[DOCUMENT]
Krutko said the people who will suffer most are those in communities already fraught with poverty and joblessness.
"It's sad to say but that's the reality of the Northwest Territories - we have (both) have and have not communities," he said.
The territorial budget for the coming year does not contain any big surprises, or new taxes, but it does show the government veering very close to its debt wall.
The territory's debt is projected to reach about $515.8 million by the end of March 2012, up from last $428.8 million last year. That's close to $59 million away from the $575 million authorized debt limit, and the jump is mostly due to the Deh Cho Bridge.
"Sixty-seven per cent of that debt is self-financing," said Finance Minister Michael Miltenberger when he unveiled the final budget of the 16th legislative assembly to media on Thursday morning.
"When you look at the Northwest Territories Power Corporation, the housing corporation and the majority of the debt from the Deh Cho Bridge - that will be financed through the fees and tolls and revenue generated from those different areas."
The bridge will draw in an estimated $3.4 million in tolls per year based on last year's traffic across the Mackenzie River, but those estimates were not figured into this year's budget.
Total expenditures went up two per cent, below a self-imposed cap of three per cent, to $1.34 billion from $1.3 billion. Revenues have gone up 2.9 per cent to $1.36 billion from $1.32 billion.
Miltenberger's proposed strategy to reduce the massive debt is to keep that 3 per cent cap on expenditures, and reduce capital investment to $75 million per year starting next year. This year's budget for capital projects, approved last fall, is $171 million. Last year's was $443 million, with most of the money coming from the federal government's economic action plan in the wake of the recession.
"The plan we are laying on the table and leaving for consideration is that of going back down to more manageable, affordable levels of infrastructure," said Miltenberger,
Though there will be no new taxes, the government expects to bring in $1.8 million from tobacco taxes, property taxes and liquor mark-ups that will be adjusted to inflation on April 1.
"We are managing with the money we have, and some of the modest revenues we're going to pick up," said Miltenberger.
In expenditures, there is $16.9 million in new investments, such as a $75,000 pilot program to expand respite care services across the territory and more than $85 million to continue ongoing investments, such as $300,000 for firefighting and emergency management training in NWT communities.
The introduction of a territorial heritage fund, albeit one that will be empty for the time being, was a highlight of the budget for Northern Territories Federation of Labour President Mary Lou Cherwaty.
"I think that residents of the NWT have been asking for that for a long time," she said.
There is a small operating surplus of $7 million, and that is up from last year's operating deficit of $48 million - despite there being this wiggle room, Krutko warns it is not enough.
"We could find ourselves in a very deep hole, simply by a flood in one of our communities or a bad forest fire season, or overruns in the costs of the Deh Cho Bridge or the superschool in Inuvik," said Krutko.

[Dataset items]
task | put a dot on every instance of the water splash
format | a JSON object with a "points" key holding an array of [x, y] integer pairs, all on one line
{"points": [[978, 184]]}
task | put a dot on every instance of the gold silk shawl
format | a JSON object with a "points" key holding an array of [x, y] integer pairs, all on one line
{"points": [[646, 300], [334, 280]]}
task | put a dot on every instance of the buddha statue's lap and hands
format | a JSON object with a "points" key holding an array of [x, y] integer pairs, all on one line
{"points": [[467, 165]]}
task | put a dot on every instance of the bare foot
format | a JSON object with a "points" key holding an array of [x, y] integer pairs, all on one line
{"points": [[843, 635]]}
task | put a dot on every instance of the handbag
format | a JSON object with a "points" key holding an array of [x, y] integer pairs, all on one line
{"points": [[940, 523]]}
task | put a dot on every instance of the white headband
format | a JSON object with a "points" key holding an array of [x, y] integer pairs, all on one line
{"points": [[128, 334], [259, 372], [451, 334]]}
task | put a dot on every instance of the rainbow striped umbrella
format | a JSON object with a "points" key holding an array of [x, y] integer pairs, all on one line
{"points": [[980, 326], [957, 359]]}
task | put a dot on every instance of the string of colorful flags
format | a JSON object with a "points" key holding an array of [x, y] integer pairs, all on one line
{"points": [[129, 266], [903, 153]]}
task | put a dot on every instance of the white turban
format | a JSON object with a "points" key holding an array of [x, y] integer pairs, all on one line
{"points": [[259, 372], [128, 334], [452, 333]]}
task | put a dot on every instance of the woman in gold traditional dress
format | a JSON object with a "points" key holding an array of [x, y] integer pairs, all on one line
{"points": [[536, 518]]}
--
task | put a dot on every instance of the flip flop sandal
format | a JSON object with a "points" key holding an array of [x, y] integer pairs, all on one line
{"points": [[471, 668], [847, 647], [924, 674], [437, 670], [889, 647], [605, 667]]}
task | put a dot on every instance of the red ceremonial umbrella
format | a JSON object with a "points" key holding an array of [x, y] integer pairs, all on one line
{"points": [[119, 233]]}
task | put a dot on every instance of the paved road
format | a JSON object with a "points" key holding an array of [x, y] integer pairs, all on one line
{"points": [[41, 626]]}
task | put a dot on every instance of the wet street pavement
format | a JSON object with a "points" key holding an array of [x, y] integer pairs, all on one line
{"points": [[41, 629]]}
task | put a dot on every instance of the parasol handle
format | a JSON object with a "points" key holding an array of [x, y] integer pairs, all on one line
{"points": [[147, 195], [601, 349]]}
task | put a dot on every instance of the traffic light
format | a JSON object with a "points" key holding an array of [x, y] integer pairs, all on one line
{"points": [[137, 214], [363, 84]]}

[SET PROBLEM 1]
Reproduce the budget article between "In expenditures, there" and "in NWT communities.", inclusive.
[SET PROBLEM 2]
Pull out every line of the rows that contains the word "gold", matching case exactly.
The budget article and the rows have nothing to do with each other.

[TASK ANSWER 1]
In expenditures, there is $16.9 million in new investments, such as a $75,000 pilot program to expand respite care services across the territory and more than $85 million to continue ongoing investments, such as $300,000 for firefighting and emergency management training in NWT communities.

[TASK ANSWER 2]
task | put a dot on every instance of the gold silk shawl
task | put a dot on every instance of the woman in gold traditional dress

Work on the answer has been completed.